__Given instruction a__. Pull out every line in the records below that contains the word "help".

__Selected excerpt__.
################
It's all about thinking 'big' if you want to make an impact

OXFORD, England –  Have you heard of FLUX?

It’s not a new energy drink or Internet start-up, if Skoll Foundation founder Jeff Skoll is to be believed, but a “continuous flow and operating paradigm that expresses the fluid nature of relationships, policies, institutions and human beings which are ever-changing in non-linear ways."

It couldn't be more jargon-laden and made me wonder what exactly is going to be discussed at the Skoll World Forum on Social Entrepreneurship, now in its ninth year. 

“FLUX – Seizing Momentum, Driving Change” is the theme of this year's forum.  But isn't that what social entrepreneurs do all the time - seize momentum, drive change?  

To do that they need to think big and FLUX-- note the big letters -- is what the Skoll Foundation would like them to explore in their pursuit of large-scale social change.

Clearly, as always with the Forum, it’s all about big thinking and the opening ceremony was a showcase of exactly that.

Skoll drew parallels with the Olympics and how athletes overcome obstacles through dedication and dogged pursuit of their goals. The same needs to be done regarding the challenges facing the world.

“We need to pursue diplomatic solutions as eagerly as we’ll pursue gold medals this summer,” he told a captivated audience, referring to the London 2012 Olympics. And Kofi Annan should be given a gold medal for securing a peace deal with Syria, he added.
################
__Given instruction b__. In the article on the Skoll World Forum, Jeff Skoll's definition says FLUX expresses the fluid nature of several things. List each of them.
################
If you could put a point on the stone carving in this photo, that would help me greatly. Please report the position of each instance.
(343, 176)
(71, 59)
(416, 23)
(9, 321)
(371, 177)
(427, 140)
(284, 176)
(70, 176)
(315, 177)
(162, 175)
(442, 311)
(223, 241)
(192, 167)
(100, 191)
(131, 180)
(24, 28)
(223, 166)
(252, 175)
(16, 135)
################
__Complete answer a__.
If you could put a point on the stone carving in this photo, that would help me greatly. Please report the position of each instance.

__Complete answer b__. relationships, policies, institutions, human beings